> **Description of the task**:
Whenever a line in the entries below contains the string "grass", copy that line.

> **Material provided**:
-=-=-=-=-
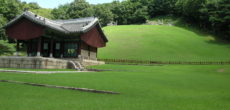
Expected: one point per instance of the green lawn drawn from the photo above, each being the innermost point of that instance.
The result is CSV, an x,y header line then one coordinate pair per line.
x,y
166,87
22,69
162,43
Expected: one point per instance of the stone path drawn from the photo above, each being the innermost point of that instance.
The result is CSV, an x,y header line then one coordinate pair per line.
x,y
42,72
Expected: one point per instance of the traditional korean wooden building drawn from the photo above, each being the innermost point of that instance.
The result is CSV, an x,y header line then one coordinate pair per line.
x,y
57,38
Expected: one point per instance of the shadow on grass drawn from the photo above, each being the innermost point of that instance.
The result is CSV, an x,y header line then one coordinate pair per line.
x,y
201,32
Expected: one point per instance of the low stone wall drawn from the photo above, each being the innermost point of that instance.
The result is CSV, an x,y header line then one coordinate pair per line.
x,y
43,63
33,63
92,62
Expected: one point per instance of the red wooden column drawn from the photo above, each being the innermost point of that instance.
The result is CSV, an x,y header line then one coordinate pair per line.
x,y
62,49
51,47
39,47
17,48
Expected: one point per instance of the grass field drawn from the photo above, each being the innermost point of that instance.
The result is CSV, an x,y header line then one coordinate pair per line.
x,y
162,43
167,87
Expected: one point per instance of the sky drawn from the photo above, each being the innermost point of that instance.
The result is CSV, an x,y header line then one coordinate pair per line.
x,y
56,3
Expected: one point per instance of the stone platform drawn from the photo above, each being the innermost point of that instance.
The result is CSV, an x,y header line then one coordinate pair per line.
x,y
44,63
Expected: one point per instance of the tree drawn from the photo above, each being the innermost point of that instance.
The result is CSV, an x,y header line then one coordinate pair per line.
x,y
79,8
219,16
103,13
6,48
8,10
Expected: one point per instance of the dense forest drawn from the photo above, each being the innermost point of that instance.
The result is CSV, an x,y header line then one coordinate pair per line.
x,y
209,15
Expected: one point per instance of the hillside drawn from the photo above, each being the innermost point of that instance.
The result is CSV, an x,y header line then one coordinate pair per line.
x,y
162,43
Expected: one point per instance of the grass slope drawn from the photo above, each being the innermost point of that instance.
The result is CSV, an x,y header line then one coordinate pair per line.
x,y
162,43
172,87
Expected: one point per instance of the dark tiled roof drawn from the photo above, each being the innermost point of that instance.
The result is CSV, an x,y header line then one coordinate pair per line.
x,y
64,26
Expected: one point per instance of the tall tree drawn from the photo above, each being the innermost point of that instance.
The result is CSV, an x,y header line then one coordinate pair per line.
x,y
80,8
103,13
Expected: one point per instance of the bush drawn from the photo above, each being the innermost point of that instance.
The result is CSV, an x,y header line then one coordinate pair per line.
x,y
6,48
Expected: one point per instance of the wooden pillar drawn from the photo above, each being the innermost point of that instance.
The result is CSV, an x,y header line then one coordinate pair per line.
x,y
62,49
17,48
29,48
51,47
39,47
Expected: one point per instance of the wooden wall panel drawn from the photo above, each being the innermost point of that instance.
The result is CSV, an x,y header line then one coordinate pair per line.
x,y
93,38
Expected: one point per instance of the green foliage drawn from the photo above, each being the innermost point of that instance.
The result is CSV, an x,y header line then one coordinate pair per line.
x,y
31,5
79,8
161,7
6,48
166,87
162,43
129,12
103,13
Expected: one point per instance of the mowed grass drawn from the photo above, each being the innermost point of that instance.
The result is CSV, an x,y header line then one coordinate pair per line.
x,y
162,43
166,87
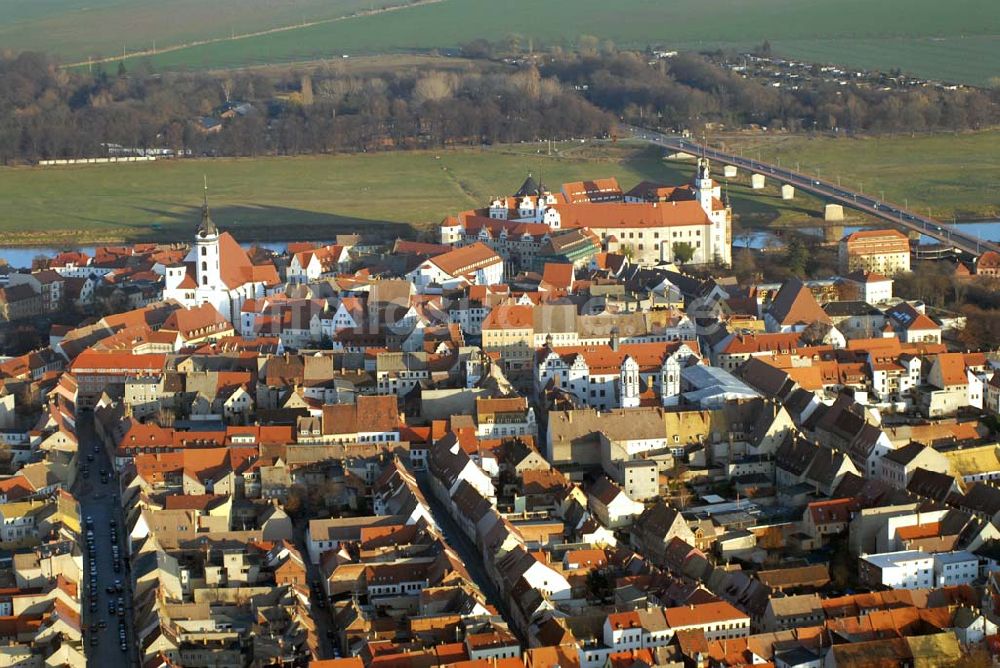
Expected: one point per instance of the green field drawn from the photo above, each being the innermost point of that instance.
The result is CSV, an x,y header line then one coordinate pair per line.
x,y
75,30
405,193
949,175
958,41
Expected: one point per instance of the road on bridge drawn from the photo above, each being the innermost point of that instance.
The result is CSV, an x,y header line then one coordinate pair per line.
x,y
834,193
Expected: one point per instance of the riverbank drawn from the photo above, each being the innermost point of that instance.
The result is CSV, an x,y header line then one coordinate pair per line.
x,y
406,193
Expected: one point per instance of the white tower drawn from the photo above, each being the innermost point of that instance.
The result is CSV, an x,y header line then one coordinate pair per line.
x,y
703,185
207,250
629,383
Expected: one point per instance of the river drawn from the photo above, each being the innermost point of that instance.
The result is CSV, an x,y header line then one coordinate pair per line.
x,y
21,256
988,230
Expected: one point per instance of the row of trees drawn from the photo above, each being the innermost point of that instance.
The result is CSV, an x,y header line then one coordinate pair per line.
x,y
48,112
689,91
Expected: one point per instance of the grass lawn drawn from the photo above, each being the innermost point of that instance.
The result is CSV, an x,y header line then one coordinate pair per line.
x,y
951,175
956,40
405,193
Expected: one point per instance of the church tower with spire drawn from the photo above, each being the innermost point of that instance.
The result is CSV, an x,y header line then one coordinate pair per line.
x,y
207,269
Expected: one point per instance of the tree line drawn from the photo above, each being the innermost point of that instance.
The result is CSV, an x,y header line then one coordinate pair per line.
x,y
47,112
499,94
689,91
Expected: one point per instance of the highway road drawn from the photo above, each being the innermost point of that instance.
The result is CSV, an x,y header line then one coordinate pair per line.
x,y
99,507
833,193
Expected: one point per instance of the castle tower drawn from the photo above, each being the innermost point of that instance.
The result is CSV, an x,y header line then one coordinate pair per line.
x,y
703,185
629,379
206,244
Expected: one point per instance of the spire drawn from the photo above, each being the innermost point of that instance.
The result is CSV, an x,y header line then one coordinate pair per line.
x,y
206,227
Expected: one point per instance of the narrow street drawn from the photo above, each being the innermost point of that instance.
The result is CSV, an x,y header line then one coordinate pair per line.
x,y
99,501
469,553
321,610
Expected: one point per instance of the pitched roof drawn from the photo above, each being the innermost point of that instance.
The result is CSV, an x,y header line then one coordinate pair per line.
x,y
794,304
632,215
465,259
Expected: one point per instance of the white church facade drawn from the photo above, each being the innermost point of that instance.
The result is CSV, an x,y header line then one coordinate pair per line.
x,y
219,272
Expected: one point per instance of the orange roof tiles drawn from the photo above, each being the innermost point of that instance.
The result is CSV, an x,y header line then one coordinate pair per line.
x,y
702,613
629,216
465,259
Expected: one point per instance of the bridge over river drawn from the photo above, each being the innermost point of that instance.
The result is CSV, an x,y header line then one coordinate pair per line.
x,y
947,235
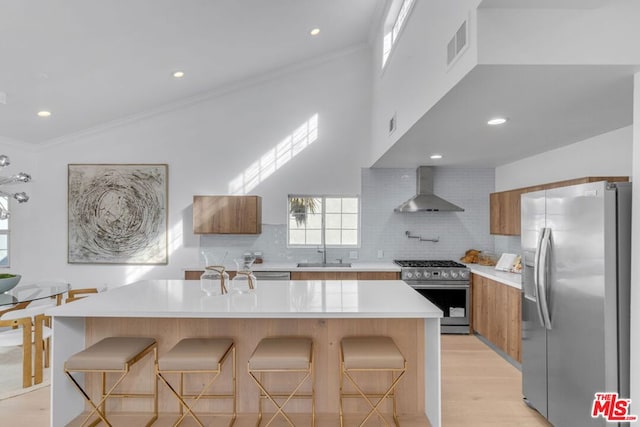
-=-=-=-=-
> **Answer space**:
Expected: one point per instance of the shadow on grass drawn from the photo above, each being the innermost point of that instance.
Expected: one point per instance of the grass field drawn from the photo above, each being the innermost point of that instance.
Expected: one point per instance of the grass slope drawn from the photo above, each being the innermost point of that instance.
Expected: one point per instance of the mowed grass drawn from the photo above, each being the innermost point of that instance.
Expected: one point per instance of the grass lawn drawn from the photo above, each being the innermost point of that instance.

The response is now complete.